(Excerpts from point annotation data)

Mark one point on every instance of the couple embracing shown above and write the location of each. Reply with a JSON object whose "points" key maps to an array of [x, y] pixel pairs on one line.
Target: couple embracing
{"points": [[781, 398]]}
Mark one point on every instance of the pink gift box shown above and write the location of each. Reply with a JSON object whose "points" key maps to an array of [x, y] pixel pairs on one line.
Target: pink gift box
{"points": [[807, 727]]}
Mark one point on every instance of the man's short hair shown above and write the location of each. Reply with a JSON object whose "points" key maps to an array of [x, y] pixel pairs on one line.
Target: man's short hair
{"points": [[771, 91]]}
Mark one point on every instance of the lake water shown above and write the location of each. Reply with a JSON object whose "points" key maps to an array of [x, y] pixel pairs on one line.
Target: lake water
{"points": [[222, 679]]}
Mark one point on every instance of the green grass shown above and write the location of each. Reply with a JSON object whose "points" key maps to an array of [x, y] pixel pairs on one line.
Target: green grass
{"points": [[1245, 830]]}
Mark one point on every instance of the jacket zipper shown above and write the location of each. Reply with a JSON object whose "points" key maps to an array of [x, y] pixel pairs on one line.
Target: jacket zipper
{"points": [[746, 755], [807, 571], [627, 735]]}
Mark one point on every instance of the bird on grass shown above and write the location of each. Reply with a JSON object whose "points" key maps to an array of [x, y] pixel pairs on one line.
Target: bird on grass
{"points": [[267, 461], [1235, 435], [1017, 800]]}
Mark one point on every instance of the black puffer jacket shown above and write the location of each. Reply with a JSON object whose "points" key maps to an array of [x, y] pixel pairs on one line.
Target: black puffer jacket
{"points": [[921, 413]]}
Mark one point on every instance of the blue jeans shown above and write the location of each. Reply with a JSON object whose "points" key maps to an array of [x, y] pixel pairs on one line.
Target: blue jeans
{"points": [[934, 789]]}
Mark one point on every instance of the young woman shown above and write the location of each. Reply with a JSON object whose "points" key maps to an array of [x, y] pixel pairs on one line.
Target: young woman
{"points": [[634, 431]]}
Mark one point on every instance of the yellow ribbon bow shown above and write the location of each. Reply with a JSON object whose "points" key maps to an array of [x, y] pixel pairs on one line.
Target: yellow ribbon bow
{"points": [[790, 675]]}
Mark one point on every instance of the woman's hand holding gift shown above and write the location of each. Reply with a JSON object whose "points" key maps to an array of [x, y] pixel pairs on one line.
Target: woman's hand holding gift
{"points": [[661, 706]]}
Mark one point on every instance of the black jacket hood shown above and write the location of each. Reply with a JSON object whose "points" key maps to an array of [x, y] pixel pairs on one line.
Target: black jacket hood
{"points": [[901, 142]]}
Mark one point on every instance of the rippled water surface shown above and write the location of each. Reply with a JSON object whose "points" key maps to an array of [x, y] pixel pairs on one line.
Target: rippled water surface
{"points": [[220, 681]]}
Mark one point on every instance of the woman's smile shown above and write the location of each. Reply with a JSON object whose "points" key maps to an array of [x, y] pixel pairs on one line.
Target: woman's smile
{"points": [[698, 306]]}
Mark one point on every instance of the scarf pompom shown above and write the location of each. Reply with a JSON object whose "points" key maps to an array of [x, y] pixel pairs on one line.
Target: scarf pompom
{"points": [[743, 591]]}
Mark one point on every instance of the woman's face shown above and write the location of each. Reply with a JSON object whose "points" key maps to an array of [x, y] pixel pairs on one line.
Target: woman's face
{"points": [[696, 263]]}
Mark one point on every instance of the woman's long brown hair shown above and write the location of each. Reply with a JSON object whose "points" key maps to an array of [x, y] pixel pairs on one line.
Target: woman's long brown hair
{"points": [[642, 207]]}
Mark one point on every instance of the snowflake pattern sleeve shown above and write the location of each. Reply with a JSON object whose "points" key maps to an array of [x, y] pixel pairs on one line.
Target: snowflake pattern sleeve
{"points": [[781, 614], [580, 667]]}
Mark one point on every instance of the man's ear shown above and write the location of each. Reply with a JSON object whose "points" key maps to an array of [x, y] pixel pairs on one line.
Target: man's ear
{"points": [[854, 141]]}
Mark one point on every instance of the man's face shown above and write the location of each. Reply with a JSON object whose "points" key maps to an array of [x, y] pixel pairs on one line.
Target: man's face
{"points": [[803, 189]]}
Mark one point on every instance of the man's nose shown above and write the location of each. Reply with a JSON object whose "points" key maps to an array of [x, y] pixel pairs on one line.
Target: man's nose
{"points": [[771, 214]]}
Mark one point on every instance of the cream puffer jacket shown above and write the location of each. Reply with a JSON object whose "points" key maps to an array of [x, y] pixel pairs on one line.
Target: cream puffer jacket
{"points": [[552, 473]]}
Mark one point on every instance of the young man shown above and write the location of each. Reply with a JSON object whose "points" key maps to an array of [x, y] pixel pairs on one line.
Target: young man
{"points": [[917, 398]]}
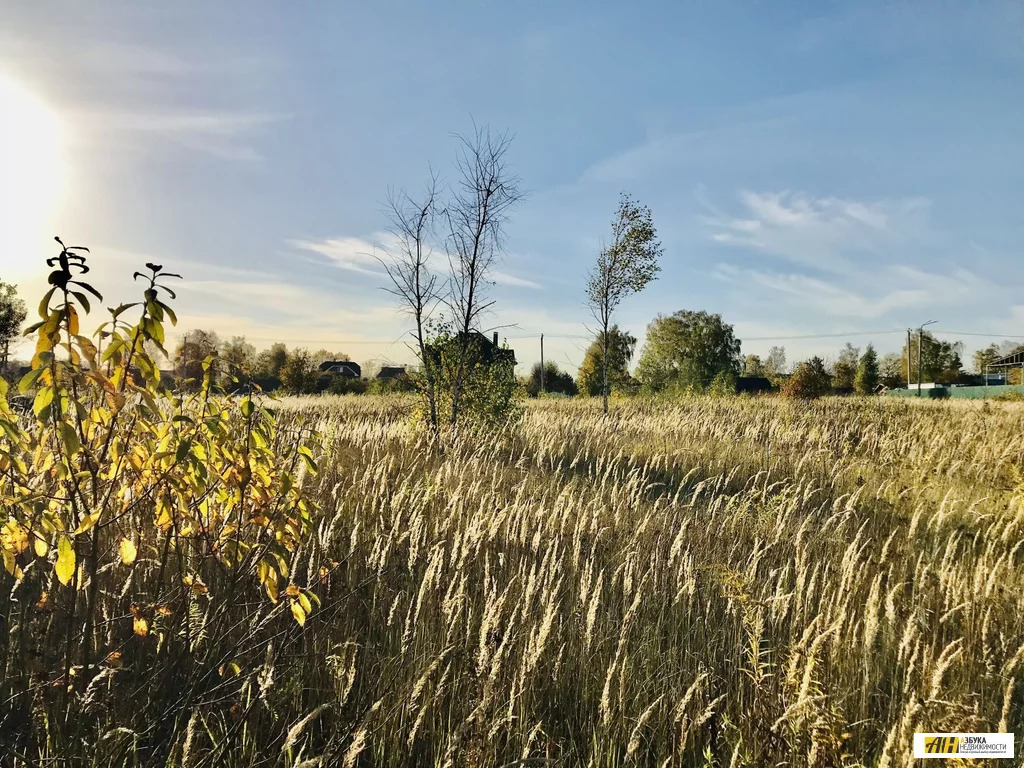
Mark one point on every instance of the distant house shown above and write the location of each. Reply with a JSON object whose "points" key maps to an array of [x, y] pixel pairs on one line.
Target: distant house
{"points": [[487, 349], [391, 372], [753, 385], [344, 369]]}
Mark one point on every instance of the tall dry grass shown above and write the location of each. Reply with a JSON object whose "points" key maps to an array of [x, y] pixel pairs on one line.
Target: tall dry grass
{"points": [[700, 582]]}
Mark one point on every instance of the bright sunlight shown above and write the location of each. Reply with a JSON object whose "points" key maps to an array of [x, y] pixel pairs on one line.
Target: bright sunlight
{"points": [[32, 168]]}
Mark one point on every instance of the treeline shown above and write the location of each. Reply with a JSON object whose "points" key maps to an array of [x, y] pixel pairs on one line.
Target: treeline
{"points": [[696, 351], [236, 363]]}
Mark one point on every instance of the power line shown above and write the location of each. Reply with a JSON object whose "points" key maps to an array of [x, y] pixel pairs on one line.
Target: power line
{"points": [[969, 333], [824, 336]]}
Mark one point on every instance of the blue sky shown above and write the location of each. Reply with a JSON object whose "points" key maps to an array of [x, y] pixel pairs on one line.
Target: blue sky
{"points": [[813, 168]]}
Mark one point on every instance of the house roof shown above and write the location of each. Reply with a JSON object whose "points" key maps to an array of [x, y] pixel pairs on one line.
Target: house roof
{"points": [[1013, 359]]}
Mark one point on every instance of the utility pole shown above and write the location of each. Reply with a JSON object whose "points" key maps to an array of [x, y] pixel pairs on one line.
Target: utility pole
{"points": [[921, 343], [542, 363], [921, 336], [908, 358]]}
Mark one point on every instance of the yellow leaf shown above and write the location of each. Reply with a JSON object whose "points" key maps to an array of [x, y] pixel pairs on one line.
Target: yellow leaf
{"points": [[66, 560], [14, 537], [128, 551], [72, 320], [87, 522], [10, 564]]}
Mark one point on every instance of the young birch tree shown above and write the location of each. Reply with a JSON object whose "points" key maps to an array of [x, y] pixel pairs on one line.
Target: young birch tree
{"points": [[623, 268], [476, 215], [413, 282]]}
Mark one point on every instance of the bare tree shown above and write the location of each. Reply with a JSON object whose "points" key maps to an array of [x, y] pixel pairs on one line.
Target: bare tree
{"points": [[476, 215], [623, 268], [413, 281]]}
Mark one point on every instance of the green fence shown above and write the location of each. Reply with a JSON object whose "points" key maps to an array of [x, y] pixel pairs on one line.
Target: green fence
{"points": [[973, 393]]}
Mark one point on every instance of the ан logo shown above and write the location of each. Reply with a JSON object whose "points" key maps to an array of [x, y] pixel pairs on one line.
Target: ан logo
{"points": [[964, 744], [941, 744]]}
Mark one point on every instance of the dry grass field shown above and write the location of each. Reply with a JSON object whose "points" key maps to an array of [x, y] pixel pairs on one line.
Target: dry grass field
{"points": [[706, 582]]}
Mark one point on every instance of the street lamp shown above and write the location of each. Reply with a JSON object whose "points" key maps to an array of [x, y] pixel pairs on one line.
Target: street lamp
{"points": [[921, 339]]}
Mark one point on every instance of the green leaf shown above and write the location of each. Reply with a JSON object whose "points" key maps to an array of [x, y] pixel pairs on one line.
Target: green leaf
{"points": [[170, 312], [82, 299], [43, 399], [30, 379], [44, 305]]}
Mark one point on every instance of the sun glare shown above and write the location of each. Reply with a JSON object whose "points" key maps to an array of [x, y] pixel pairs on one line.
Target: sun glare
{"points": [[32, 173]]}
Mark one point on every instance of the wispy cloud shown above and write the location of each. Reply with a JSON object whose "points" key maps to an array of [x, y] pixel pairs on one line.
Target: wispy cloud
{"points": [[823, 232], [230, 135], [353, 254], [505, 279]]}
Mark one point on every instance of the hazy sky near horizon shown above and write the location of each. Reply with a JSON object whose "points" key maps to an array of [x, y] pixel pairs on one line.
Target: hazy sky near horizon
{"points": [[812, 167]]}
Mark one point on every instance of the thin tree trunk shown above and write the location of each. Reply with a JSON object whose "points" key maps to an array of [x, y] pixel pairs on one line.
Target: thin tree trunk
{"points": [[604, 366]]}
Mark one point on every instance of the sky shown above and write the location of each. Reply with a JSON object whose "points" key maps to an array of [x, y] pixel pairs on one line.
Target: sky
{"points": [[818, 169]]}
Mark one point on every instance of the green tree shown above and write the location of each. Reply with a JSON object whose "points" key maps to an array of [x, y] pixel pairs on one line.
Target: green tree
{"points": [[555, 381], [687, 350], [723, 384], [489, 391], [845, 368], [239, 354], [12, 313], [623, 268], [299, 375], [593, 372], [809, 380], [891, 372], [940, 360], [754, 367], [270, 361], [775, 365], [196, 346], [867, 372]]}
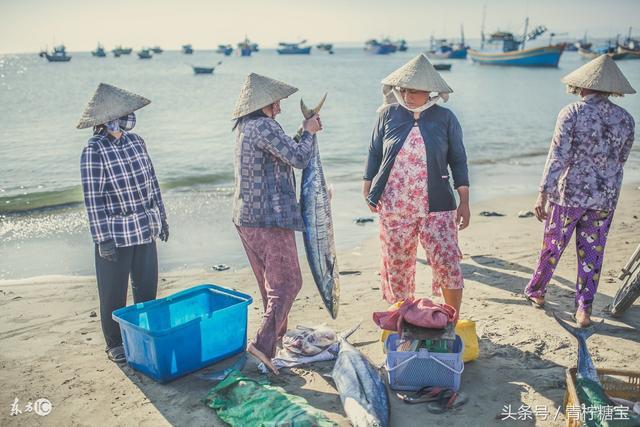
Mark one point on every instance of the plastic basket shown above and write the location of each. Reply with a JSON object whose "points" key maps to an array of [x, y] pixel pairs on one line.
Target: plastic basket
{"points": [[616, 383], [173, 336], [413, 370]]}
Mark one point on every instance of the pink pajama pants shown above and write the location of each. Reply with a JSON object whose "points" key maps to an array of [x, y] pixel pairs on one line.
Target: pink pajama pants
{"points": [[273, 257], [399, 236]]}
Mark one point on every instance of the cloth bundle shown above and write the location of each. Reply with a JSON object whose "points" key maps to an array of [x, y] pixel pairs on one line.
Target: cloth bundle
{"points": [[421, 312]]}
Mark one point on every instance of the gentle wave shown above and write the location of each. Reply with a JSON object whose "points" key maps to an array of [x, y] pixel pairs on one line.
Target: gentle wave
{"points": [[65, 197]]}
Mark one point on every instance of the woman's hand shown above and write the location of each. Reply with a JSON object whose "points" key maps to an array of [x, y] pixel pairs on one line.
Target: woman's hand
{"points": [[366, 188], [540, 207], [463, 216], [312, 125]]}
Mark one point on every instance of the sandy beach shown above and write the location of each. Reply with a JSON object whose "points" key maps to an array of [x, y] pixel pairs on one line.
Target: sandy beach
{"points": [[52, 346]]}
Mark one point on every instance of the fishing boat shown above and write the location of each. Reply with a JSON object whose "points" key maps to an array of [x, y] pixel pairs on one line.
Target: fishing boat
{"points": [[245, 48], [327, 47], [511, 50], [443, 49], [59, 54], [99, 52], [202, 70], [294, 48], [225, 49], [384, 47], [119, 50], [442, 67], [145, 54], [587, 53]]}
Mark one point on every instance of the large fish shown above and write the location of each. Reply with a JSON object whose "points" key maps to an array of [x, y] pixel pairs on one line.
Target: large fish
{"points": [[362, 390], [588, 385], [319, 245]]}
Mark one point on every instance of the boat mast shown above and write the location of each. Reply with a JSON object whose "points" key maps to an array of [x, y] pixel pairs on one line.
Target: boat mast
{"points": [[526, 28], [484, 16]]}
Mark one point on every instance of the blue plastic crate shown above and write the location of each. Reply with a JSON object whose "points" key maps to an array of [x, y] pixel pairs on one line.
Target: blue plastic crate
{"points": [[413, 370], [173, 336]]}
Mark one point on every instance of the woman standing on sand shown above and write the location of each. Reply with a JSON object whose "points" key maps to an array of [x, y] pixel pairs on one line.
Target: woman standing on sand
{"points": [[265, 208], [406, 181], [582, 180], [125, 208]]}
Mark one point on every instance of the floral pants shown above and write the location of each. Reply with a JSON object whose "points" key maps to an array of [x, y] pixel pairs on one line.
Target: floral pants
{"points": [[591, 227], [399, 236]]}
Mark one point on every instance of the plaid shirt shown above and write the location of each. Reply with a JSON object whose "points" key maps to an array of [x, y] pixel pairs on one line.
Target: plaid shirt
{"points": [[265, 193], [121, 192]]}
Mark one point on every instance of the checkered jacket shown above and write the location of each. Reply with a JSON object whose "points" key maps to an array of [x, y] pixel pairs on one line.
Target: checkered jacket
{"points": [[265, 188], [121, 192]]}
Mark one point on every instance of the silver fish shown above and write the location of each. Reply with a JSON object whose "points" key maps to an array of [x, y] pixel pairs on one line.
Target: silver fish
{"points": [[319, 243], [361, 388]]}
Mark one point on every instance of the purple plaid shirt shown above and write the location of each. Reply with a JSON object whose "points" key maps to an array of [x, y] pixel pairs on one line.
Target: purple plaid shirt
{"points": [[265, 193], [590, 146], [121, 192]]}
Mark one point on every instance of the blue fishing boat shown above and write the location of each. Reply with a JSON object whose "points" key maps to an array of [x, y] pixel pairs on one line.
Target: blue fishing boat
{"points": [[245, 48], [99, 52], [384, 47], [145, 54], [294, 48], [225, 49], [511, 50], [59, 54], [442, 49]]}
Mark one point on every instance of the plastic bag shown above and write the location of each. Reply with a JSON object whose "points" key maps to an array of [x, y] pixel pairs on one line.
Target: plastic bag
{"points": [[466, 329]]}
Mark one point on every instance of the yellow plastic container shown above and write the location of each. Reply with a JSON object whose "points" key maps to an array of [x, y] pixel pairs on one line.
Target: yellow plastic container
{"points": [[466, 329]]}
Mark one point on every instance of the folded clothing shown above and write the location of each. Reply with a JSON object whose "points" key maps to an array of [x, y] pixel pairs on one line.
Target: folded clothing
{"points": [[421, 312]]}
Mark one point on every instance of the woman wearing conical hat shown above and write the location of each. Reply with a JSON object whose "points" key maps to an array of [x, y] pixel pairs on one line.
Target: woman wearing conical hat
{"points": [[407, 182], [582, 179], [265, 208], [124, 205]]}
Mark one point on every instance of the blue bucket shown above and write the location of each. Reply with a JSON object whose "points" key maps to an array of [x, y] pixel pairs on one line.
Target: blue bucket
{"points": [[413, 370], [173, 336]]}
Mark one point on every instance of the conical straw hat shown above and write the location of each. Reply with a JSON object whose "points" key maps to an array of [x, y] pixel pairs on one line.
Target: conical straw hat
{"points": [[259, 91], [601, 74], [110, 103], [418, 74]]}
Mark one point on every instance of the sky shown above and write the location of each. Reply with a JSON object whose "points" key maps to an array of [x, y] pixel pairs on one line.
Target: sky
{"points": [[30, 25]]}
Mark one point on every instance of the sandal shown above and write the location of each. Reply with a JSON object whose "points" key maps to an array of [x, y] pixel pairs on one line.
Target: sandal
{"points": [[534, 303], [426, 394], [446, 404], [116, 354]]}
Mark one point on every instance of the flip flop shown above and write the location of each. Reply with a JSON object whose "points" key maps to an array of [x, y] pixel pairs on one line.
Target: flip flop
{"points": [[575, 319], [116, 354], [426, 394], [446, 404], [534, 302]]}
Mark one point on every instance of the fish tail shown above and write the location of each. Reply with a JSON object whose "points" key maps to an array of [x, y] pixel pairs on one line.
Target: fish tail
{"points": [[579, 333]]}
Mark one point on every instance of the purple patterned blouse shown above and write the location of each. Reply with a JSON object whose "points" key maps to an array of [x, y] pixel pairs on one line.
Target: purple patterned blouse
{"points": [[591, 143]]}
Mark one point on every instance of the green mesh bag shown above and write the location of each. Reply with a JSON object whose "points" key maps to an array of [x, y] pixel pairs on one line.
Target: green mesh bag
{"points": [[243, 401]]}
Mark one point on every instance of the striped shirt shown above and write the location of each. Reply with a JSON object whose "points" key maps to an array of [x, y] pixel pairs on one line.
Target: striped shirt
{"points": [[121, 192]]}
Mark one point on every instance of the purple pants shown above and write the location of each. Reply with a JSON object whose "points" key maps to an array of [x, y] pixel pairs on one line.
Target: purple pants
{"points": [[273, 257], [591, 228]]}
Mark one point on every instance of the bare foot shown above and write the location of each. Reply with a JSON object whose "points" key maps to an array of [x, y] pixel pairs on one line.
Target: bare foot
{"points": [[583, 319], [262, 357]]}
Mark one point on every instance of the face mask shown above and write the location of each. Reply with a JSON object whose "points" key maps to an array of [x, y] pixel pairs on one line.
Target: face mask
{"points": [[127, 122]]}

#### What is required
Every line from the one holding "Mark one point on every instance of the striped" through the final line of the listing must be echoed exactly; leave out all other lines.

#### Output for this exercise
Mark one point on every instance of the striped shirt shown above and write the location of each. Reply with a JSON object whose "points" key maps to an array of [x, y] pixel pairs on one line.
Target: striped shirt
{"points": [[121, 192]]}
Mark one point on every instance of the purple pants shown above and write the location of each. Reply with a JSON object whose "points" key maps to an array of [x, y] pixel pairs on one line.
Target: purple pants
{"points": [[273, 257], [591, 228]]}
Mark one point on every instance of the bare foot shown above and write the location of each. Reply with a JSON object whose "points" key maps to an array of [x, y] pixel pairs on one line.
Target: bare foot
{"points": [[583, 319], [262, 357]]}
Mark one point on every instance of the face mask shown above and write the location of each. Reply with a JSON object whose "points" key maps to an array of [x, y] pixel pairs on one line.
Target: face mask
{"points": [[127, 122]]}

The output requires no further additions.